TASK STATEMENT: Isolate every line in the data with the string "below" and copy it.

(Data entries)
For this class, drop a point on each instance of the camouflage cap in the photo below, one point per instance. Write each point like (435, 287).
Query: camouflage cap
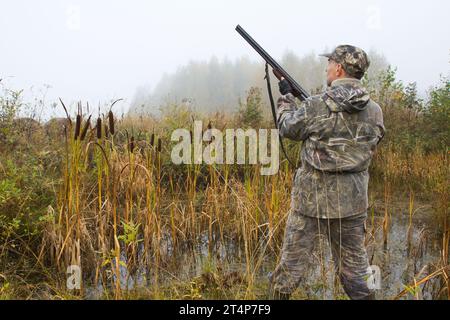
(353, 59)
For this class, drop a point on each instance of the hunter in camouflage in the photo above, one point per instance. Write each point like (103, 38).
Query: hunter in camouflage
(340, 130)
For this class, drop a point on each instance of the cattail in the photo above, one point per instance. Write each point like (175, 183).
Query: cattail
(85, 128)
(106, 131)
(111, 123)
(132, 144)
(77, 127)
(152, 139)
(99, 128)
(159, 145)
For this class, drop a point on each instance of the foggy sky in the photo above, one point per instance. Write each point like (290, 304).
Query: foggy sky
(100, 50)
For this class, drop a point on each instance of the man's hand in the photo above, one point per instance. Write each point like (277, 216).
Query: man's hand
(277, 74)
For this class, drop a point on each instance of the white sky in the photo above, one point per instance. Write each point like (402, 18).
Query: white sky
(99, 50)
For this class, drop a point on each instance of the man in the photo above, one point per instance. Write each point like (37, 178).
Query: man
(340, 130)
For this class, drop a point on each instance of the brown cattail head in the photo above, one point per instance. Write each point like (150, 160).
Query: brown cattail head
(85, 128)
(132, 144)
(77, 127)
(152, 140)
(111, 122)
(106, 131)
(99, 128)
(159, 145)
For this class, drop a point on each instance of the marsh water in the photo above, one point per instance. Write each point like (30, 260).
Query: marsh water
(408, 252)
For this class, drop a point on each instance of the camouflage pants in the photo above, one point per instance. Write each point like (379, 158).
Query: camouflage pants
(346, 237)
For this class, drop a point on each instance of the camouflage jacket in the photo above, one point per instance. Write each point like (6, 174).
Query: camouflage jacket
(340, 130)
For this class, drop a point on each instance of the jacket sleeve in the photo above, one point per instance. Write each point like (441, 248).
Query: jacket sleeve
(292, 120)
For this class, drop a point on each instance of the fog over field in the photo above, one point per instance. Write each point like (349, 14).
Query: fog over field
(101, 50)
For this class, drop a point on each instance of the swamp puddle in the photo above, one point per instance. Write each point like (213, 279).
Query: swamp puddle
(410, 254)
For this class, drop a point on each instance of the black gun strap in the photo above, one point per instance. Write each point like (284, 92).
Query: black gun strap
(274, 114)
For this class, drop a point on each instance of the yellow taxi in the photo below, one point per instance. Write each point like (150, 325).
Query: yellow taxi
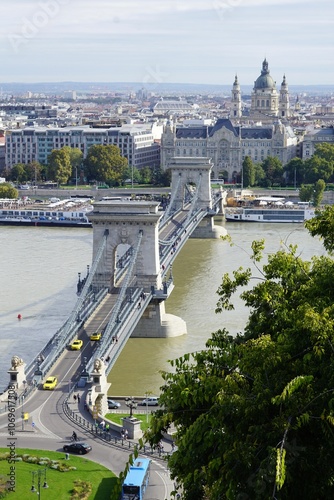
(76, 345)
(50, 383)
(96, 336)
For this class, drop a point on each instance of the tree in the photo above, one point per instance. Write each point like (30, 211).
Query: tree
(145, 175)
(8, 191)
(317, 168)
(18, 173)
(105, 164)
(34, 170)
(295, 170)
(254, 414)
(76, 156)
(318, 192)
(305, 192)
(59, 165)
(273, 170)
(248, 172)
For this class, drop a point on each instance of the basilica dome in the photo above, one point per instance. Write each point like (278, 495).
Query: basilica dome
(264, 81)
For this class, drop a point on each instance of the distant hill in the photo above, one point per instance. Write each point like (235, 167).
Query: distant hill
(56, 88)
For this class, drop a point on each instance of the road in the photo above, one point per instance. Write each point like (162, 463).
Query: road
(48, 428)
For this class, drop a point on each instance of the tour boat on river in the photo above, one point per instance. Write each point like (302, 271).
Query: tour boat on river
(271, 210)
(53, 215)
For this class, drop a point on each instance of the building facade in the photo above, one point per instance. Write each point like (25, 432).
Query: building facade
(228, 145)
(29, 144)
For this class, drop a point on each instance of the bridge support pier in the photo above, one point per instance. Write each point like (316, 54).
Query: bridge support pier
(156, 323)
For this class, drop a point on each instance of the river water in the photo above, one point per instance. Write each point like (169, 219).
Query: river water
(39, 271)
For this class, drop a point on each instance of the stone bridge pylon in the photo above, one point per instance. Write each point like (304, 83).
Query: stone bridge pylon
(125, 220)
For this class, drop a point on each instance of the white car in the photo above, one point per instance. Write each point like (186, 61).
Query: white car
(150, 402)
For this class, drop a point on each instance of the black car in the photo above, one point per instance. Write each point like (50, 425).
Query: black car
(113, 405)
(79, 448)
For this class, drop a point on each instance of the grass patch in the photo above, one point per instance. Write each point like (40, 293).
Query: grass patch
(117, 418)
(78, 477)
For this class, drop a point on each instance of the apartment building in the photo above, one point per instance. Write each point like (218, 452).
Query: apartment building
(228, 145)
(136, 143)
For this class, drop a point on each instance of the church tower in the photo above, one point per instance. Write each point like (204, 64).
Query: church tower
(284, 106)
(264, 95)
(236, 99)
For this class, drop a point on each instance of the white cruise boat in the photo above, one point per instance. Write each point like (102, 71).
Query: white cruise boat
(275, 214)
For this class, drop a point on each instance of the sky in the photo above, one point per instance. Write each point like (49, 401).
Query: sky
(166, 41)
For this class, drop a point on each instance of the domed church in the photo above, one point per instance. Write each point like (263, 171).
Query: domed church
(266, 101)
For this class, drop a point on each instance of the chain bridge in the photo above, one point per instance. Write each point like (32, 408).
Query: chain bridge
(124, 291)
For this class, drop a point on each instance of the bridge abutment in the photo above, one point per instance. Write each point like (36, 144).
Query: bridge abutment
(156, 323)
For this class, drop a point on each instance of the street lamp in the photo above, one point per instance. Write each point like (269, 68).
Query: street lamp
(22, 414)
(38, 474)
(131, 403)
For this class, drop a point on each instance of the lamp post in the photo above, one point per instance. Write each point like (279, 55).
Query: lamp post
(22, 414)
(131, 403)
(38, 475)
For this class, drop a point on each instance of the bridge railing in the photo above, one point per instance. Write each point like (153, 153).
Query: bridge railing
(53, 349)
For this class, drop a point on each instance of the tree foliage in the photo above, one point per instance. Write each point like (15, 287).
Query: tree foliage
(59, 165)
(105, 164)
(248, 172)
(254, 414)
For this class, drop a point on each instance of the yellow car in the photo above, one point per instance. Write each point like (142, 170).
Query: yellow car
(76, 345)
(50, 383)
(96, 336)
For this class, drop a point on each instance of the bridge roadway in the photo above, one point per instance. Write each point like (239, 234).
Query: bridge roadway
(51, 426)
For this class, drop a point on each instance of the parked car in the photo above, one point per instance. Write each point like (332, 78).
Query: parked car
(153, 401)
(76, 345)
(96, 336)
(113, 405)
(50, 383)
(79, 448)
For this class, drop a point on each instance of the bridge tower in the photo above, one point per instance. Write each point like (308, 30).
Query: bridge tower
(125, 220)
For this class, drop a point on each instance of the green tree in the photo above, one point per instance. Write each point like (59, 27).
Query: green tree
(318, 192)
(254, 414)
(8, 191)
(59, 165)
(317, 168)
(273, 170)
(105, 164)
(325, 151)
(145, 175)
(18, 173)
(76, 158)
(305, 192)
(248, 172)
(295, 170)
(34, 171)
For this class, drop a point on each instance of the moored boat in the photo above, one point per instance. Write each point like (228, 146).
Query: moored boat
(272, 215)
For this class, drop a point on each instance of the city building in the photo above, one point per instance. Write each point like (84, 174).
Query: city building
(137, 143)
(228, 145)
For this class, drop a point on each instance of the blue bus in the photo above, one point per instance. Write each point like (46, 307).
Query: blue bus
(136, 480)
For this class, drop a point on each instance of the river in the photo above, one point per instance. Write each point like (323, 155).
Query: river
(39, 270)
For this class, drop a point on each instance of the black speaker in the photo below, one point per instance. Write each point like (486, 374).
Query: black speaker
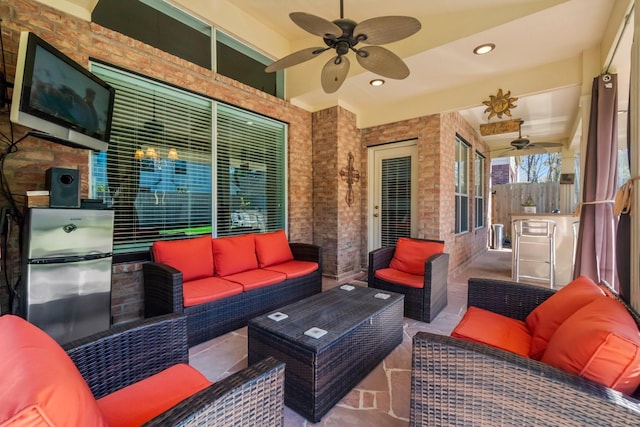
(64, 187)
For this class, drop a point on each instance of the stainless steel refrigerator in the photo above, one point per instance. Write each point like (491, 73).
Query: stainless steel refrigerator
(67, 257)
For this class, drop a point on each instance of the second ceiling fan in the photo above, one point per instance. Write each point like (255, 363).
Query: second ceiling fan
(343, 35)
(522, 146)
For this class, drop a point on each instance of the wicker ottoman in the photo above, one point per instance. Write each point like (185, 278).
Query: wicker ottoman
(362, 325)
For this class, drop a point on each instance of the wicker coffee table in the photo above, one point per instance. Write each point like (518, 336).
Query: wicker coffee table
(358, 327)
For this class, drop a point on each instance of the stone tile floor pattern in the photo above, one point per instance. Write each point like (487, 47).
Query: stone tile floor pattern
(383, 397)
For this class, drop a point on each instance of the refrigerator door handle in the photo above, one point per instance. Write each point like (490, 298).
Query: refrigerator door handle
(67, 259)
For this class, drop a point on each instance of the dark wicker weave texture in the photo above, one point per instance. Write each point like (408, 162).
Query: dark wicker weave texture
(455, 382)
(424, 303)
(362, 331)
(163, 294)
(129, 353)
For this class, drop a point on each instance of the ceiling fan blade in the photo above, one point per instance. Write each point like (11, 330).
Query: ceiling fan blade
(295, 58)
(315, 25)
(383, 62)
(333, 74)
(387, 29)
(546, 144)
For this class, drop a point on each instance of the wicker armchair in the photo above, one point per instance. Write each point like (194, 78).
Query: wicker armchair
(424, 303)
(457, 382)
(131, 352)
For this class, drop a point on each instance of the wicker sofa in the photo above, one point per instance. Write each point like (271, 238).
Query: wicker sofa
(420, 273)
(132, 374)
(458, 382)
(221, 283)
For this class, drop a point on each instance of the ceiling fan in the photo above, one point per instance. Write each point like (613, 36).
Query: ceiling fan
(343, 35)
(522, 146)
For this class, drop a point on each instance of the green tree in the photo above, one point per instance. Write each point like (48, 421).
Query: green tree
(540, 167)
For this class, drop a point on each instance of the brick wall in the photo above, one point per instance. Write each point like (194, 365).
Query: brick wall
(435, 138)
(337, 225)
(24, 169)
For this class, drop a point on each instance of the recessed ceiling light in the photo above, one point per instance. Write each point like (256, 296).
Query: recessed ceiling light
(484, 48)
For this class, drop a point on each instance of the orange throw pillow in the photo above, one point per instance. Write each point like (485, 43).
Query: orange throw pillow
(234, 254)
(600, 342)
(410, 254)
(193, 257)
(489, 328)
(545, 319)
(272, 248)
(40, 384)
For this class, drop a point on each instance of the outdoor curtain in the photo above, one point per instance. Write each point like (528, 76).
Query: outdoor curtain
(595, 252)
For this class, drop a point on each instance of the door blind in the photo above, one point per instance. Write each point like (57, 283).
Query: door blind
(396, 200)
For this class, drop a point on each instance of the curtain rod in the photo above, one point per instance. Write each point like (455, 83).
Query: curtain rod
(615, 49)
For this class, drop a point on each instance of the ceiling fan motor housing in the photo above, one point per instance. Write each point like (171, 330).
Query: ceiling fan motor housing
(346, 41)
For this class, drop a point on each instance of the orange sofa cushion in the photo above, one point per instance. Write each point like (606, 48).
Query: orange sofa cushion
(294, 268)
(545, 319)
(272, 248)
(201, 291)
(257, 278)
(410, 255)
(486, 327)
(234, 254)
(600, 342)
(193, 257)
(138, 403)
(40, 384)
(400, 277)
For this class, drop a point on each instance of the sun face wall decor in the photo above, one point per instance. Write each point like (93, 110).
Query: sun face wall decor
(499, 104)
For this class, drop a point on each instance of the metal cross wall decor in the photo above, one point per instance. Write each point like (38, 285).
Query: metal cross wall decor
(349, 174)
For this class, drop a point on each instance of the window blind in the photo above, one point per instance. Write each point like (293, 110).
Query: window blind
(461, 186)
(479, 190)
(157, 171)
(395, 220)
(251, 172)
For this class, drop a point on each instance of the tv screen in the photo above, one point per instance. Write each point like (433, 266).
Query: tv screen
(57, 96)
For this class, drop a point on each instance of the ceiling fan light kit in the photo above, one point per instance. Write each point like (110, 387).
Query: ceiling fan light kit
(343, 35)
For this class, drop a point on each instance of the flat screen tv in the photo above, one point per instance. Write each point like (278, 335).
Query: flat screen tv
(59, 98)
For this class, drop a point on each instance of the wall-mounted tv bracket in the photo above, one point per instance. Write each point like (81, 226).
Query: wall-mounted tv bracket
(4, 93)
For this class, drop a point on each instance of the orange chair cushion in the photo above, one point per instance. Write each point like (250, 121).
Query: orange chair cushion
(40, 384)
(201, 291)
(193, 257)
(400, 277)
(140, 402)
(234, 254)
(257, 278)
(486, 327)
(410, 254)
(272, 248)
(545, 319)
(600, 342)
(294, 268)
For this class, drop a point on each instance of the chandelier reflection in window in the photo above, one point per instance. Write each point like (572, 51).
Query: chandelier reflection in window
(151, 154)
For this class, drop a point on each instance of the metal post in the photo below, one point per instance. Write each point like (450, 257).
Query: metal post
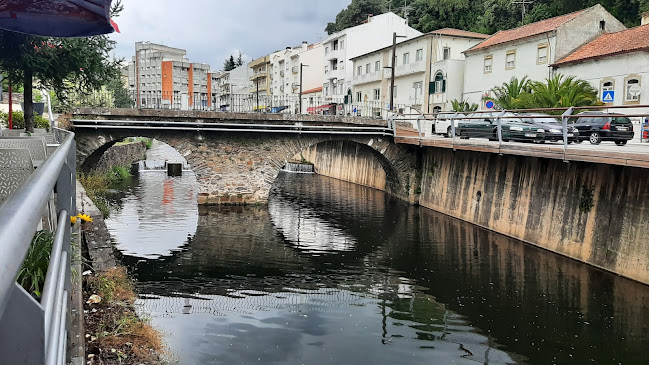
(564, 122)
(499, 127)
(11, 114)
(394, 62)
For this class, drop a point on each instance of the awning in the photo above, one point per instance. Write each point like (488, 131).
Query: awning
(313, 109)
(57, 18)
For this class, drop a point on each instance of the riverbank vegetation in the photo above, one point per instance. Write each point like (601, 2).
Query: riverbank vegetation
(97, 184)
(114, 332)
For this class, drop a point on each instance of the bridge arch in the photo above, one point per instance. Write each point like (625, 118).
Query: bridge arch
(240, 168)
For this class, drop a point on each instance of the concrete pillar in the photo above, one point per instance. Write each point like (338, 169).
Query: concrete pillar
(174, 169)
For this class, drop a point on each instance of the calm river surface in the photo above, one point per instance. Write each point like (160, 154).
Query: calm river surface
(334, 273)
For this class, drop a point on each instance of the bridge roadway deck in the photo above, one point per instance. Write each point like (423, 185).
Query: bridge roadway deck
(634, 154)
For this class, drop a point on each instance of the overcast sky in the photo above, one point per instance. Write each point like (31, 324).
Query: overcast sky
(211, 30)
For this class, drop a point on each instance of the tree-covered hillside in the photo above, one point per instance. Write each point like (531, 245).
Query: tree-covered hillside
(485, 16)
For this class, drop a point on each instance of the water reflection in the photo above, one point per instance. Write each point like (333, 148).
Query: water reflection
(414, 287)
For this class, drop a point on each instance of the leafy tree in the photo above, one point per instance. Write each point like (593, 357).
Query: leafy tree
(229, 64)
(507, 95)
(61, 64)
(463, 106)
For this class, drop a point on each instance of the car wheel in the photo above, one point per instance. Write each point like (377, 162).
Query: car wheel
(595, 138)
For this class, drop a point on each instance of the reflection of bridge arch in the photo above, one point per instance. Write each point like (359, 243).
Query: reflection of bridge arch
(240, 167)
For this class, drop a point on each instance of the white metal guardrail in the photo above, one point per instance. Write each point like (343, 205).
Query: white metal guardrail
(234, 127)
(33, 332)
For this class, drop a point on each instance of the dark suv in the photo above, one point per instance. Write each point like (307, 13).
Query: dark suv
(600, 126)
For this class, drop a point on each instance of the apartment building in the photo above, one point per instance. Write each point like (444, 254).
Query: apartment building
(231, 88)
(530, 50)
(162, 76)
(615, 64)
(428, 74)
(339, 49)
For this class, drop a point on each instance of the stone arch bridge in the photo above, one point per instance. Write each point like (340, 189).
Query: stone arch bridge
(237, 158)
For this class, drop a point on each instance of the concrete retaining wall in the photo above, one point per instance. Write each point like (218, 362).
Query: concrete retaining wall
(595, 213)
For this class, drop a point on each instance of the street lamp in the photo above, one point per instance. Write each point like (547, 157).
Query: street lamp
(394, 62)
(301, 67)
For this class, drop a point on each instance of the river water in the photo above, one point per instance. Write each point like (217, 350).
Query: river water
(334, 273)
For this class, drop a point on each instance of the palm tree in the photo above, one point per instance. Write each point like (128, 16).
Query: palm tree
(508, 94)
(562, 92)
(463, 106)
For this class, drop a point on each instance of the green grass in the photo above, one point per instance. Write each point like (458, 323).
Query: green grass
(32, 273)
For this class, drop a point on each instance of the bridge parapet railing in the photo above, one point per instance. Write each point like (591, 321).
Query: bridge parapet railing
(565, 131)
(35, 331)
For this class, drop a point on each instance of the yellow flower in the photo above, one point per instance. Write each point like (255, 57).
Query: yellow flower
(85, 217)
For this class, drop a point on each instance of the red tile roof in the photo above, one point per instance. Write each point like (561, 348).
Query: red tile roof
(526, 31)
(460, 33)
(630, 40)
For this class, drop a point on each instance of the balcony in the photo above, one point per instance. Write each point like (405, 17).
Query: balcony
(338, 53)
(335, 74)
(370, 77)
(409, 69)
(259, 75)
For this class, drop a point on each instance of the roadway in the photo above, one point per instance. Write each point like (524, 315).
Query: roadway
(635, 153)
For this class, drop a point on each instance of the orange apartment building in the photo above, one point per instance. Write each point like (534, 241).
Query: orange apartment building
(163, 77)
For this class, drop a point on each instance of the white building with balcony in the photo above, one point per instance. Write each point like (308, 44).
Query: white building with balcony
(530, 50)
(339, 49)
(428, 74)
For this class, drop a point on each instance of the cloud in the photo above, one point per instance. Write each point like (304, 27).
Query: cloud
(211, 30)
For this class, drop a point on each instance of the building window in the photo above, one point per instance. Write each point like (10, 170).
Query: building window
(510, 60)
(447, 53)
(439, 84)
(487, 64)
(542, 54)
(420, 55)
(418, 87)
(632, 90)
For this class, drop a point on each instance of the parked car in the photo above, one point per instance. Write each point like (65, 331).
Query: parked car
(443, 123)
(513, 128)
(552, 126)
(601, 126)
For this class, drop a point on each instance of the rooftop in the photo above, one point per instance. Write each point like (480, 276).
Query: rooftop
(630, 40)
(526, 31)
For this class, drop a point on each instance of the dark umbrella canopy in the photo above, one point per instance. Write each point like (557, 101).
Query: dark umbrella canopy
(57, 18)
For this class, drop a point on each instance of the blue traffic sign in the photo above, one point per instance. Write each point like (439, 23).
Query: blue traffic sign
(608, 96)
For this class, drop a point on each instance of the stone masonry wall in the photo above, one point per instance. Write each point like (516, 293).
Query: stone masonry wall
(121, 155)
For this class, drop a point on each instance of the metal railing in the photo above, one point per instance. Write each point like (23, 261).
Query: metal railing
(33, 332)
(503, 126)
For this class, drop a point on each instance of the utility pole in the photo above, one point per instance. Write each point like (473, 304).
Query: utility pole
(393, 66)
(301, 78)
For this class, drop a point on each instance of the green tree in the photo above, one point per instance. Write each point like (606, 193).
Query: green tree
(463, 106)
(229, 64)
(61, 64)
(560, 92)
(509, 94)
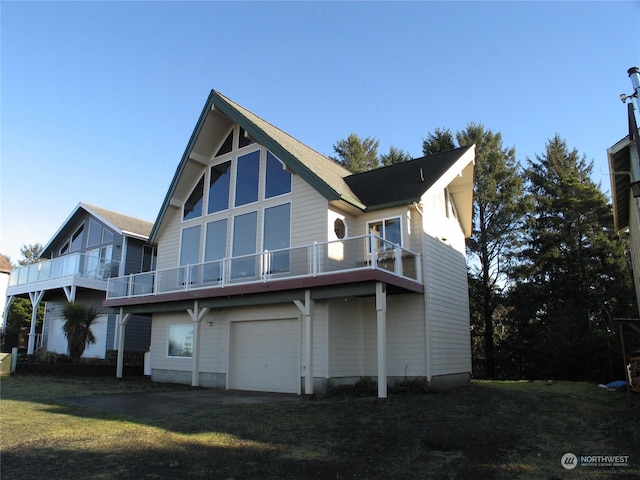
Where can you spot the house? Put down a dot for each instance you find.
(5, 271)
(92, 245)
(278, 270)
(624, 166)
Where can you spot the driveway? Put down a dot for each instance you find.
(166, 404)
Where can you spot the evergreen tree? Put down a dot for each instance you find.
(30, 254)
(574, 270)
(394, 156)
(357, 154)
(441, 140)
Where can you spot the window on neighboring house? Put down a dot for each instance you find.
(247, 175)
(277, 235)
(389, 231)
(278, 180)
(193, 205)
(244, 243)
(339, 228)
(180, 342)
(219, 187)
(107, 235)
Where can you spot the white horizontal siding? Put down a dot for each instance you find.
(309, 213)
(169, 239)
(345, 338)
(406, 345)
(447, 304)
(159, 341)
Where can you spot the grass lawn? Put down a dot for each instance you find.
(501, 430)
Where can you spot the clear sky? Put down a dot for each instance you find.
(99, 99)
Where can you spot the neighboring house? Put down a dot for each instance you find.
(279, 270)
(91, 246)
(624, 166)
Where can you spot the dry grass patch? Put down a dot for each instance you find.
(500, 430)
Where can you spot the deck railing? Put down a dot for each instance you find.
(74, 264)
(350, 254)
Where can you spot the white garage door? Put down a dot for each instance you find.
(264, 356)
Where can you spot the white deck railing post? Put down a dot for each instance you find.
(398, 261)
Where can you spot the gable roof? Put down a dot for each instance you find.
(361, 191)
(322, 173)
(122, 224)
(405, 182)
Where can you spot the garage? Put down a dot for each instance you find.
(264, 356)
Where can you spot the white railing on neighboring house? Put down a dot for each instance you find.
(74, 264)
(349, 254)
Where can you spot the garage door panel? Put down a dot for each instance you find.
(264, 356)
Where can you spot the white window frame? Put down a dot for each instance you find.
(383, 233)
(180, 325)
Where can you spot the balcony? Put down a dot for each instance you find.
(74, 269)
(354, 254)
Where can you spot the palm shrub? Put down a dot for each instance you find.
(79, 319)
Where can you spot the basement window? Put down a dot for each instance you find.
(180, 343)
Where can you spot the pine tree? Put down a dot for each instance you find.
(357, 154)
(573, 258)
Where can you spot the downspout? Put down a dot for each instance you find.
(425, 279)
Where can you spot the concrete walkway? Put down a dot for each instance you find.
(166, 404)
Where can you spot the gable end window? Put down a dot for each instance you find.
(219, 187)
(247, 176)
(193, 205)
(389, 231)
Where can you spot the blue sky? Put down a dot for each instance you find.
(99, 99)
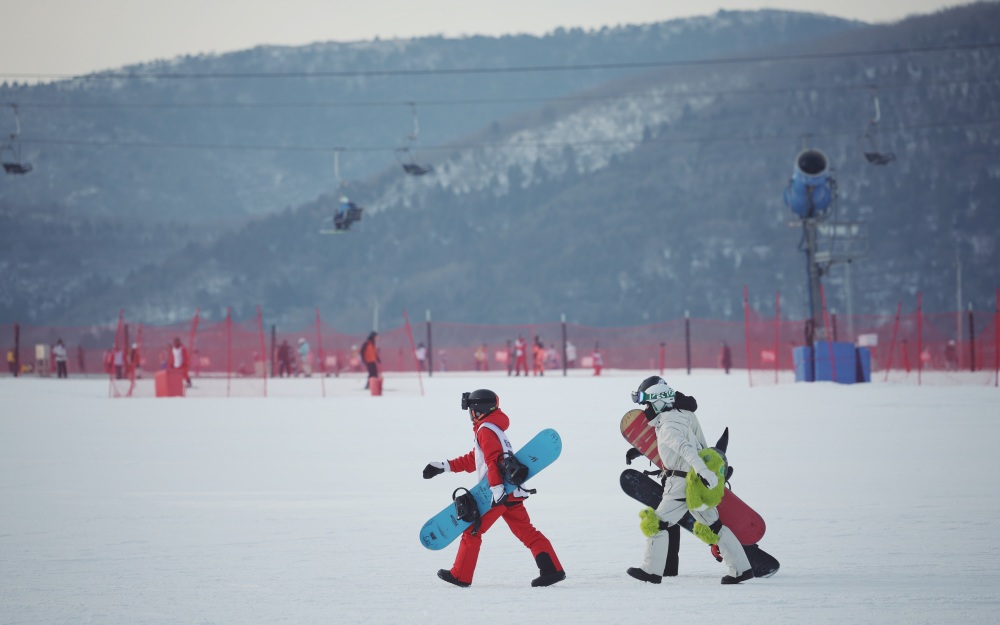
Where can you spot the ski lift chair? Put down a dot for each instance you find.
(869, 146)
(10, 157)
(410, 165)
(10, 153)
(17, 168)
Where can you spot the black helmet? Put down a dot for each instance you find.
(481, 402)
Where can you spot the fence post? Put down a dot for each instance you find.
(972, 340)
(563, 318)
(687, 340)
(274, 338)
(430, 347)
(17, 349)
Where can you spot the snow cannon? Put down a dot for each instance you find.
(809, 192)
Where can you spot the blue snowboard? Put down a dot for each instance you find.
(445, 527)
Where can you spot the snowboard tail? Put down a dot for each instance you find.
(648, 491)
(739, 517)
(444, 527)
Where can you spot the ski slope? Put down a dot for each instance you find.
(880, 500)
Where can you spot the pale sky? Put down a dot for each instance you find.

FINISHED TASK:
For this class, drop a point on each instance of the camouflage cap in the photo below, one point per instance. Write each point like (435, 287).
For this class, drop a point on each instance of the yellow taxi in the photo below, one point per instance. Write each point like (150, 325).
For this class, drop a point on each instance of the black speaker in the photo below, one point per instance. Write each point like (486, 374).
For this class, drop a point on each instance of the metal post in the photo below, one point per instance. Write each point like (450, 257).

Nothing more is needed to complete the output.